El Gran Hotel Budapest, un huésped atemporal

Un prólogo como un chasquido de hipnotista y, bualá, está usted inmerso en el rico imaginario de ‘El Gran Hotel Budapest’. Una película que inunda todos los sentidos, que agarra el espíritu y maravilla en forma y fondo. Un relato complejo y maravilloso, repleto de carisma, que convierte a dos sencillos perdedores en héroes de un mundo imposible. Qué bonita es, de verdad.

Wes Anderson inventa una Europa alternativa coronada por una institución de la educación, el estilo y clase: ‘El Gran Hotel Budapest’. Guiado por los escritos de Stefan Zweig, el director nos presenta a Gustave H. (Ralph Fiennes) y Zero (Tony Revolori), dos personajes que nacieron para compartir escena, como Sherlock Holmes y John Watson; como Butch Cassidy y Sundance Kid; como Woody y Buzz Lightyear.

+-------+

*Indicación*
Copia de arriba, sin ningún cambio, toda la reseña sobre ‘El Gran Hotel Budapest’.

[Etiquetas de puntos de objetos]
+-------+

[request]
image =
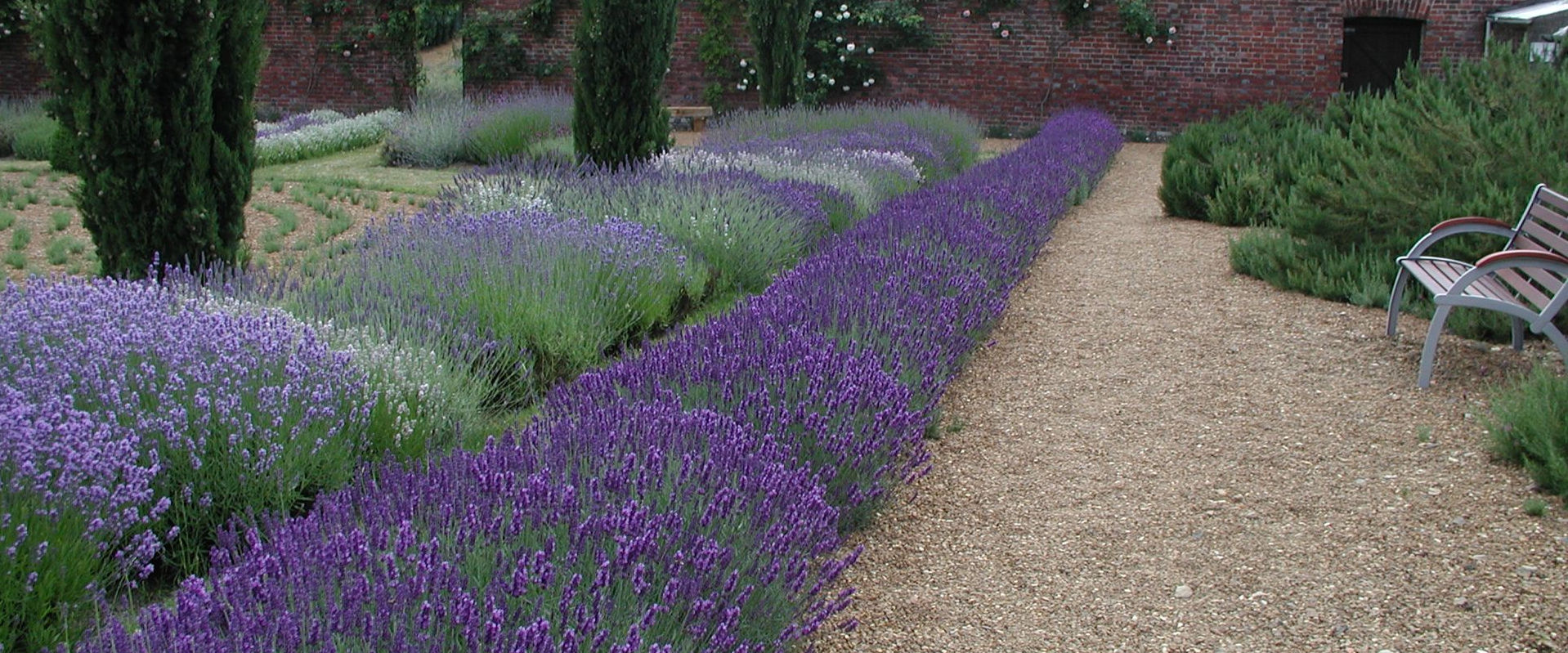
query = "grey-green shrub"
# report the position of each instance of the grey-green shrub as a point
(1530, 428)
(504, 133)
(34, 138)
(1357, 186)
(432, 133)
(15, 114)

+-------+

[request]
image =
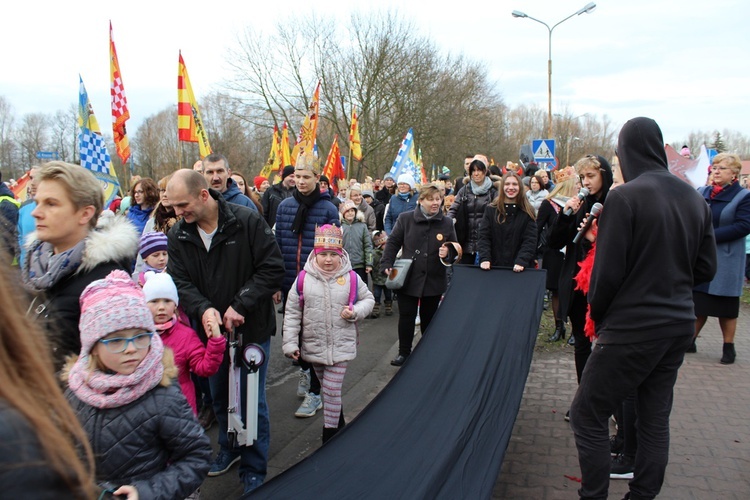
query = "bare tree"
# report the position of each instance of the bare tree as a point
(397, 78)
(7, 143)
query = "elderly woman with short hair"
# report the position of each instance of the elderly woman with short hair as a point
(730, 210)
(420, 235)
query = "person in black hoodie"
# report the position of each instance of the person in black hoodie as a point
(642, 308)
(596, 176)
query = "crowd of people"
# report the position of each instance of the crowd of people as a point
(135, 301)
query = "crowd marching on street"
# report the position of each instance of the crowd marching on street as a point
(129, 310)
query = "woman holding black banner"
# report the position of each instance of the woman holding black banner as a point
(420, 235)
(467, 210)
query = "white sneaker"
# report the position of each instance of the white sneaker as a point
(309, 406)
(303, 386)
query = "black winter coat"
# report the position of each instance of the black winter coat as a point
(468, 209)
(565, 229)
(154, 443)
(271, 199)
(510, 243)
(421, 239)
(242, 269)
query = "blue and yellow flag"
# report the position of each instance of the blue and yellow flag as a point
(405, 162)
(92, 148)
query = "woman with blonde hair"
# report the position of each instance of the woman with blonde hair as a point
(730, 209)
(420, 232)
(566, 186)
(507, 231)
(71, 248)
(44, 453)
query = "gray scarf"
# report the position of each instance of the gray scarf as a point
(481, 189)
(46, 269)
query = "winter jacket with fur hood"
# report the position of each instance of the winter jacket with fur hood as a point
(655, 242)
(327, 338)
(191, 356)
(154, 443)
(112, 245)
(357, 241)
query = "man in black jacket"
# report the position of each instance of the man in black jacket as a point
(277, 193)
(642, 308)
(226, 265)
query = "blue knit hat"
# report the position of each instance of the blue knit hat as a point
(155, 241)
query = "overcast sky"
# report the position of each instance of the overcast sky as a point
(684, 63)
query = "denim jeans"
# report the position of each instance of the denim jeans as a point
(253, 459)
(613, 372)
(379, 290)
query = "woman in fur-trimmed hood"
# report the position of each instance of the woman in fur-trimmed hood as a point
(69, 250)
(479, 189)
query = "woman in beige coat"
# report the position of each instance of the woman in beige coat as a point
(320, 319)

+-------+

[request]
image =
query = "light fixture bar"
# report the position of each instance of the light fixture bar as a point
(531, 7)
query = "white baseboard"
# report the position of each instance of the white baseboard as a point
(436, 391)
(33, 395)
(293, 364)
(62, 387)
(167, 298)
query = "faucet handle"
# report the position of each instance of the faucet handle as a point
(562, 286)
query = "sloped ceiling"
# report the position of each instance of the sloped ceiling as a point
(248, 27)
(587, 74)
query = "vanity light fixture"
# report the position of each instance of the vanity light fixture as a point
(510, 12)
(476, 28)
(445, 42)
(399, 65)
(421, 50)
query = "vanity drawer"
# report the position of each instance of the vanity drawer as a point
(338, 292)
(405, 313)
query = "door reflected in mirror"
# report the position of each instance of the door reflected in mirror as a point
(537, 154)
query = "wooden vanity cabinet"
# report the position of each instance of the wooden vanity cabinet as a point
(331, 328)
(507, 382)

+-------+

*Respuesta*
El Gran Hotel Budapest, un huésped atemporal

Un prólogo como un chasquido de hipnotista y, bualá, está usted inmerso en el rico imaginario de ‘El Gran Hotel Budapest’. Una película que inunda todos los sentidos, que agarra el espíritu y maravilla en forma y fondo. Un relato complejo y maravilloso, repleto de carisma, que convierte a dos sencillos perdedores en héroes de un mundo imposible. Qué bonita es, de verdad.

Wes Anderson inventa una Europa alternativa coronada por una institución de la educación, el estilo y clase: ‘El Gran Hotel Budapest’. Guiado por los escritos de Stefan Zweig, el director nos presenta a Gustave H. (Ralph Fiennes) y Zero (Tony Revolori), dos personajes que nacieron para compartir escena, como Sherlock Holmes y John Watson; como Butch Cassidy y Sundance Kid; como Woody y Buzz Lightyear.